→ **Work to complete**:
Rewrite as a JSON list of strings the lines beginning at the one that contains "Our designer has requested the exact region of the crowd" and ending after the one that contains "126;111;144;131". Use one string per line and leave out blank lines.

→ **Listed records**:
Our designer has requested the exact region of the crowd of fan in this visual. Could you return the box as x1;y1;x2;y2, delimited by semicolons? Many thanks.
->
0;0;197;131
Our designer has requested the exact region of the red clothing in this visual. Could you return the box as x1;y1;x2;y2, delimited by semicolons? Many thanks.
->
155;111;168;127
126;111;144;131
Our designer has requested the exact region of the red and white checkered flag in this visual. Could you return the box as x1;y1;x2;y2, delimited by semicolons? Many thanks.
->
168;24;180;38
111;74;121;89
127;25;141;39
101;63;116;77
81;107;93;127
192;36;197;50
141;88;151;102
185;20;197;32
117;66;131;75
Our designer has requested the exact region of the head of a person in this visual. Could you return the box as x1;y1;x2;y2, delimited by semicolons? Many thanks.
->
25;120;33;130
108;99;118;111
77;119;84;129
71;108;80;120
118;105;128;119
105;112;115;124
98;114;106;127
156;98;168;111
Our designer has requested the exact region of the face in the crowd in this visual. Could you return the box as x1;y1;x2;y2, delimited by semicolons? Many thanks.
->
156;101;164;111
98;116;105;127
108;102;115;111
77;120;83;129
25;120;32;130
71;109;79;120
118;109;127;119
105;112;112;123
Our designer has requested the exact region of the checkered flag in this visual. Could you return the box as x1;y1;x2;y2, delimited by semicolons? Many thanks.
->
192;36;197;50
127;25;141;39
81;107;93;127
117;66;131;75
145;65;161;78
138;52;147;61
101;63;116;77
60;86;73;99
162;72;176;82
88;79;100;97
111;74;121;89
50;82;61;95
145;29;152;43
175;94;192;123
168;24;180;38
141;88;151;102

* * *

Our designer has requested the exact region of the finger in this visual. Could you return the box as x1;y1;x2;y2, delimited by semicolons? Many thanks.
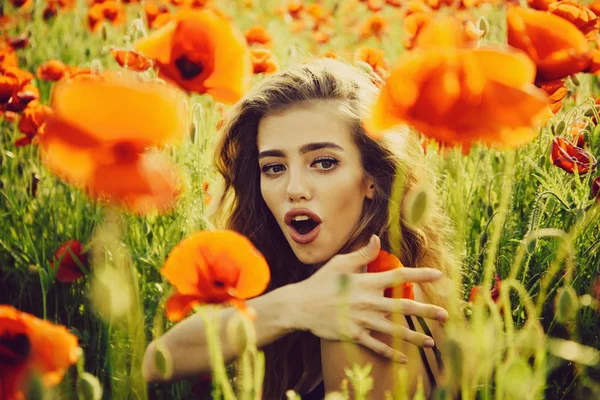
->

--

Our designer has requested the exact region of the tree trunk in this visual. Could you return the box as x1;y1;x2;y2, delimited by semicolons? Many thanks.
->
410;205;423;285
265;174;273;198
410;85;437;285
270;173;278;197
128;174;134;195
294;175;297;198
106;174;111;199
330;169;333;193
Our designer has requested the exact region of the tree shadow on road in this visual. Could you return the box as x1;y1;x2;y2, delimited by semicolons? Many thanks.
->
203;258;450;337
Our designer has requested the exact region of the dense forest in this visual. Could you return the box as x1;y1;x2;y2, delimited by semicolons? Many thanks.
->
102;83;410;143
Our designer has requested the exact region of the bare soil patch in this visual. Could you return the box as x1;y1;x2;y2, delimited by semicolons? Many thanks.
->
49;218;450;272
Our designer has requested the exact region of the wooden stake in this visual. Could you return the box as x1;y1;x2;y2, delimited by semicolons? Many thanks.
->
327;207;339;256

→ **Task solution**:
[
  "Our designer has requested the exact region of the crowd of fan in this visual. Could you return the box as x1;y1;x2;y2, delimited by semicolons? Many thanks.",
  "->",
  "0;0;197;131",
  "Our designer has requested the exact region of the red clothing in this visual. Could you return the box as x1;y1;x2;y2, delimited by semicolons? Many thanks.",
  "->",
  "155;111;168;127",
  "126;111;144;131"
]